-------- Reading passage --------
My Grandma Shogher on surviving the genocide

An exploration of identity: cultural continuity across generations in the aftermath of genocide

I can’t help but feel a twinge of annoyance when asked the question, “So you’re Armenian like Kim Kardashian?” It’s not the question itself that bothers me, but rather the dismissive reduction of the vast and spirited Armenian culture to a single celebrity’s persona. I am not Armenian “like Kim Kardashian.” I am Armenian like Zabel Yessayan, a political writer and voice for women in the early 1900s, like revolutionary and soldier Soghomon Tehlirian, like the poet and public activist Yeghishe Charents. I am Armenian like my Շողեր Տատիկ (Grandma Shogher), the sole survivor of the Armenian Genocide among her parents and eight siblings.

My great-great-grandmother was born on Christmas Day in 1905. She was the youngest of nine children – a Christmas miracle, as she was called. Her family led a simple rural life in the city of Mush in Western Armenia. Her father was a farmer, and her mother, as were most women in traditional Armenian families at the time, a housewife. The native Armenians of Grandma Shogher’s village lived alongside Kurdish, Assyrian and Turkish people, sent to live there by the government in order to assimilate the area. In the 1910s, after the Young Turks ascended to power, news began to circulate throughout the village of plans for the deportation of the Armenian population. People were assured that they were being deported farther west for their “safety.” The seemingly absurd talk of deportation was brushed off as mere village gossip. In the spring of 1915, just months after Grandma Shogher turned 10, these rumors transpired into a tragic reality.
-------- Dataset entries --------
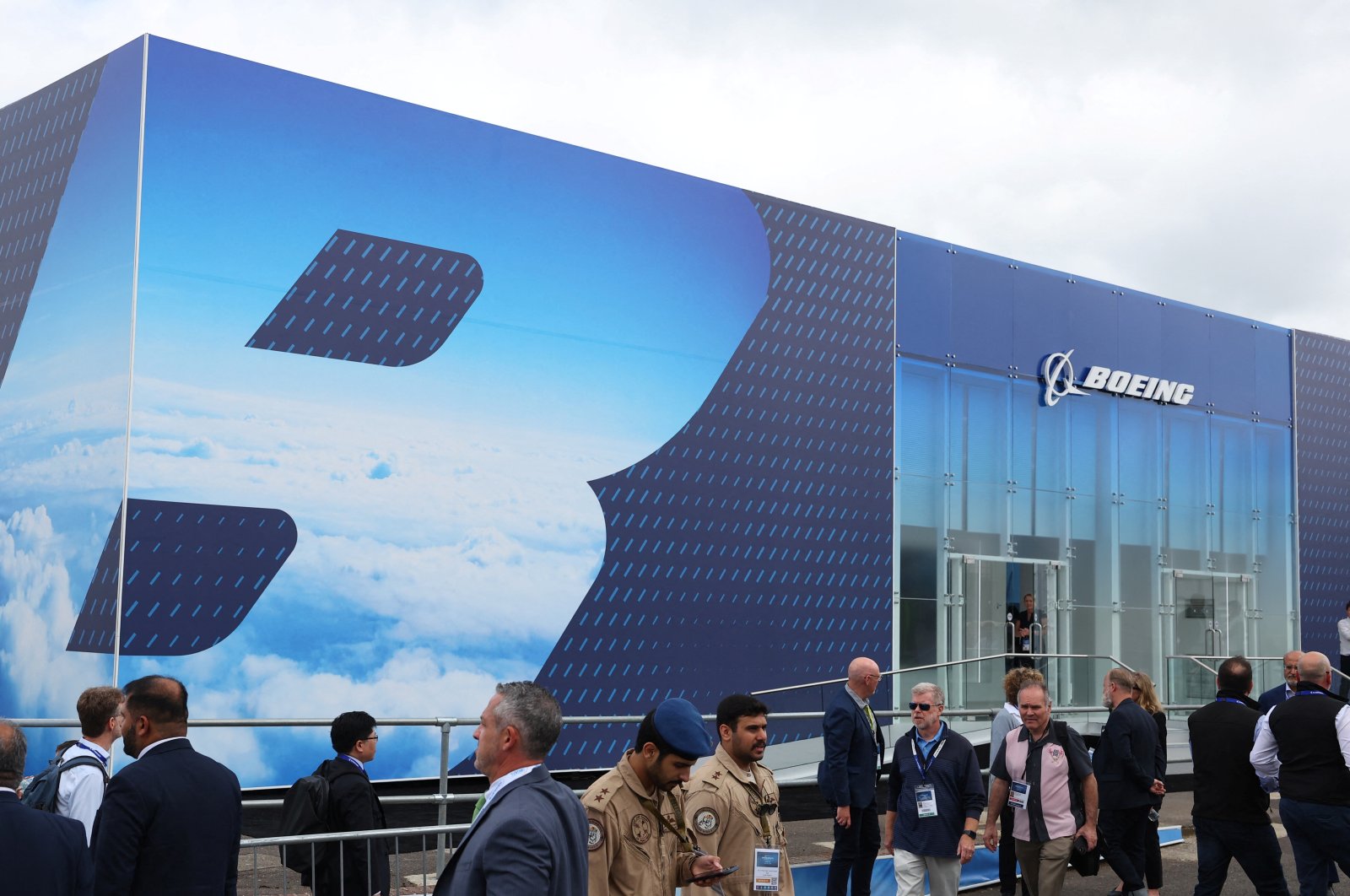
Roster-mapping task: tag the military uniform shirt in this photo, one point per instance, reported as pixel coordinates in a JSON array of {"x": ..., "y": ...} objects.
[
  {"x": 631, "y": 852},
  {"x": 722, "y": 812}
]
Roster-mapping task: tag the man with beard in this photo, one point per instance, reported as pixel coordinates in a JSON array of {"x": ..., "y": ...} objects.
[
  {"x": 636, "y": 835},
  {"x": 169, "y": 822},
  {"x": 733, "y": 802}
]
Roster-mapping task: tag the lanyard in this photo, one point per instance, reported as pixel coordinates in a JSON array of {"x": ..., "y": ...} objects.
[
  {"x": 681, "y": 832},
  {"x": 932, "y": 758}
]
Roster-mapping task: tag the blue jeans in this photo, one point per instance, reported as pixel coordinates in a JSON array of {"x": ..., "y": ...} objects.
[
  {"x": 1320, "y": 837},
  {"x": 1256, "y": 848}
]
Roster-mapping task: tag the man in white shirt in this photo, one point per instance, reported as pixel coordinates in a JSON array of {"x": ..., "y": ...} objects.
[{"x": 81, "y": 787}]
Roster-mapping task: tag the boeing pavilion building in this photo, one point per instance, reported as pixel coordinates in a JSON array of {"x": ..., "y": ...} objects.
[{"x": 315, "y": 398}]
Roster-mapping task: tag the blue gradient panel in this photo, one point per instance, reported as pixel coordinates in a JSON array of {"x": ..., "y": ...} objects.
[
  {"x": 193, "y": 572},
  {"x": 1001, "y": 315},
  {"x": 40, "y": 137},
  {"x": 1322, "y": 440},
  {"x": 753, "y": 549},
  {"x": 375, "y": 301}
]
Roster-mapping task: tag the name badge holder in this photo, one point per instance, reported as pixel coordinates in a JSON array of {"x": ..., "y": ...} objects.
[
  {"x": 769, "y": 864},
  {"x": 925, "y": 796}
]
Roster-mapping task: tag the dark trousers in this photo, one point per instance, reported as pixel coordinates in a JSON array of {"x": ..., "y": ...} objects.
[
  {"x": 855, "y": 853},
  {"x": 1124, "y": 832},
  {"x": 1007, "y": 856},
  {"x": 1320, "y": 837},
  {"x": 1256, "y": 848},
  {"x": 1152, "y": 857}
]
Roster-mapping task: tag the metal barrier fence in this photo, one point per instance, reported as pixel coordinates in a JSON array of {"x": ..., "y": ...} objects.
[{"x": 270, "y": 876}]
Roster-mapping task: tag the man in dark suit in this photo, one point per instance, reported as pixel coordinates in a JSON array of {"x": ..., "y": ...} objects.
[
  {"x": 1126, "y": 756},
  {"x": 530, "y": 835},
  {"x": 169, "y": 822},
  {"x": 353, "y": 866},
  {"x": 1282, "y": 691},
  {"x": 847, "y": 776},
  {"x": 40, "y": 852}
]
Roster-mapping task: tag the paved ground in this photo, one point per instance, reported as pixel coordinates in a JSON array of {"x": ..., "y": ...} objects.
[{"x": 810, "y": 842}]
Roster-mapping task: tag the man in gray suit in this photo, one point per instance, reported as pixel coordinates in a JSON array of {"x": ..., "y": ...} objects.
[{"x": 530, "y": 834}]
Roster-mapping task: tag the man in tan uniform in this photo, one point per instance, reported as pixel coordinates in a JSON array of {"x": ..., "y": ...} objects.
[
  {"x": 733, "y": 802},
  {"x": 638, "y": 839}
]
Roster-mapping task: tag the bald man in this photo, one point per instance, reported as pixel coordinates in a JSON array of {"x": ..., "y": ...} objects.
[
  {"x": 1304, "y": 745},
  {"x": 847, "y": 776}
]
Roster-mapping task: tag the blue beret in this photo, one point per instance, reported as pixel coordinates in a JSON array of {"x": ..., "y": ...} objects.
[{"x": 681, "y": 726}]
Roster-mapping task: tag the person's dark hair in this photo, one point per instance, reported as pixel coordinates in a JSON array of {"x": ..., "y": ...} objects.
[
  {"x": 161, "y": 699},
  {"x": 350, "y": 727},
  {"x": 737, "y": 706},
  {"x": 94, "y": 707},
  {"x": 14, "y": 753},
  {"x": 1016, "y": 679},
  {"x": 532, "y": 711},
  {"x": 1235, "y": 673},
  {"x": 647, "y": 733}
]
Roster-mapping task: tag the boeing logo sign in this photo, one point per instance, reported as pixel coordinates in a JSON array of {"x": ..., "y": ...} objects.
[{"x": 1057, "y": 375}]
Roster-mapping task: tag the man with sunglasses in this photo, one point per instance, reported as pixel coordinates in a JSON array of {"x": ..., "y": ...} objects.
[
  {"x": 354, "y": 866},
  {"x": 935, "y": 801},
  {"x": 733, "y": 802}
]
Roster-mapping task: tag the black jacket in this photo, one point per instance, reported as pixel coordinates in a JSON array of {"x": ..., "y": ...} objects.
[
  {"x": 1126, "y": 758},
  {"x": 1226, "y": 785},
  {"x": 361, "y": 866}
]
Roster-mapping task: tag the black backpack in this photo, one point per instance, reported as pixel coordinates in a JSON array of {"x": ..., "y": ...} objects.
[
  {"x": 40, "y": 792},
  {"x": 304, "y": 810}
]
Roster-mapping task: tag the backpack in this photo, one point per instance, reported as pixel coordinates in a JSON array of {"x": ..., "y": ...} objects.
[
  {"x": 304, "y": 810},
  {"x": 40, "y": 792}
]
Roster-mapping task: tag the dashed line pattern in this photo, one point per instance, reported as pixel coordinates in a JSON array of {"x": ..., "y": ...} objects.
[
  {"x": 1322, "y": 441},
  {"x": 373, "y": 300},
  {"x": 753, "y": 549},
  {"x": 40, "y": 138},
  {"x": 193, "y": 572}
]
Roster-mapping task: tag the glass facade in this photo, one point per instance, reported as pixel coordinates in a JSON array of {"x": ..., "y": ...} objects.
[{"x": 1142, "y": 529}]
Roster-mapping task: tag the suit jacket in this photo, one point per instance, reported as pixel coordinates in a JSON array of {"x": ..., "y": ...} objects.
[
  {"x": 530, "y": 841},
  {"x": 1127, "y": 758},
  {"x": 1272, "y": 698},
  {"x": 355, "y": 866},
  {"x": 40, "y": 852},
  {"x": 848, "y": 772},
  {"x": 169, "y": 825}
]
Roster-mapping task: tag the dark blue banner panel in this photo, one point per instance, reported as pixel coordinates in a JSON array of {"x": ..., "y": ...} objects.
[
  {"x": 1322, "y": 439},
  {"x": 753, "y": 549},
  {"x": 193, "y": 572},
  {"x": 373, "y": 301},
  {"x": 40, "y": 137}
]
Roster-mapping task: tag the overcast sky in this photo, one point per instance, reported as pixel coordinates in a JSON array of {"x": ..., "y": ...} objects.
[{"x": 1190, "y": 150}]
--------
Task set =
1. In the passage about Grandma Shogher, in which city did her family live?
2. Summarize the passage about Grandma Shogher in two sentences.
3. Extend the passage about Grandma Shogher, starting after its last sentence.

Task-by-task answers =
1. They lived in Mush, in Western Armenia.

2. The writer resents having Armenian culture reduced to Kim Kardashian and claims kinship instead with figures such as Zabel Yessayan, Soghomon Tehlirian and Yeghishe Charents, and with Grandma Shogher, the only one of her parents and eight siblings to survive the Armenian Genocide. Born on Christmas Day in 1905 into a farming family in Mush, Western Armenia, she was 10 when rumors of deportation that had spread after the Young Turks took power became reality in the spring of 1915.

3.
Grandma Shogher (75 years old, seated and smiling up at the man behind her) at her grandson’s engagement celebration on July 6, 1980 in Yerevan, Armenia

The Young Turks commenced their agenda of ethnic cleansing on April 24, 1915 under the guise of the World War. It began with the mass detention and extermination of the Armenian intellectual class, including prominent figures Krikor Zohrab, Daniel Varoujan and Ruben Sevak. That morning, the sun shone down on the village, but the air felt heavy with fear and anguish. Grandma Shogher would recount how ordinary citizens were gathered in the village centers, and Armenians were grouped separately. They were set to be deported from Mush, and those who refused to leave their homes were executed. Homes were broken into and burned and civilians tortured. These deportations from village to village occurred in multiple stages, each resulting in more loss of life. Those who didn’t perish in their villages perished in transit to the next. This was an inevitable death sentence.

Grandma Shogher’s family decided to flee east, seeking refuge in the then-Russian territory of Nakhichevan. Following this strenuous journey, they arrived in the village of Varmazyar, not as a family of 11, but of five. Grandma Shogher did not like to recount what she witnessed on their passage to Nakhichevan. Rarely did she mention the harsh brutalities that took the lives of half of her siblings. Amidst horrors of crucifixion, starvation, beating, burning, rape and mutilation that unfolded before her, Grandma Shogher remarked on one particular sight as the most harrowing: that of infants being violently torn from the wombs of their mothers. The harshly rooted patriarchal complexities of war often left women as the primary targets of violence.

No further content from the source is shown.